[Natural-language object grounding data]
┌────────
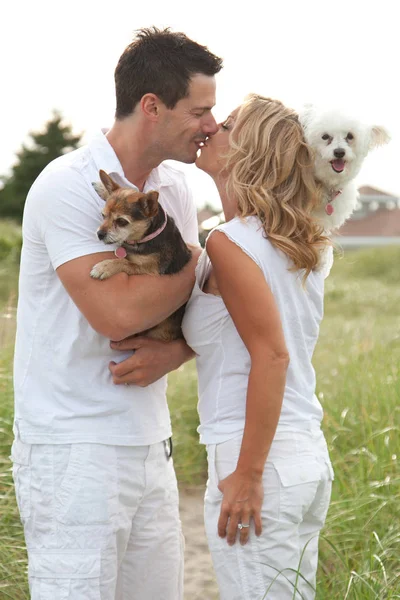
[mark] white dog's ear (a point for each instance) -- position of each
(306, 114)
(379, 137)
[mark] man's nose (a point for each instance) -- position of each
(211, 126)
(339, 152)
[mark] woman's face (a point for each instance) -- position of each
(213, 154)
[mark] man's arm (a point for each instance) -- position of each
(124, 305)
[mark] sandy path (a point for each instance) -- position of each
(200, 583)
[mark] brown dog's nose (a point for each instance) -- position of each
(339, 152)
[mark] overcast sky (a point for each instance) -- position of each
(62, 56)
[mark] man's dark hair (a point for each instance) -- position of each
(160, 62)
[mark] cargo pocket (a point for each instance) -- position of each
(21, 471)
(299, 484)
(87, 492)
(65, 575)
└────────
WHAT YOU SHOULD DO
Give back, exactly and with nothing added, the lines from the line containing "[mark] cargo pocket" through the final line of the records above, both of them included.

WRITTEN ANSWER
[mark] cargo pocket (a point for each instance) -- position of each
(21, 471)
(299, 484)
(87, 492)
(65, 575)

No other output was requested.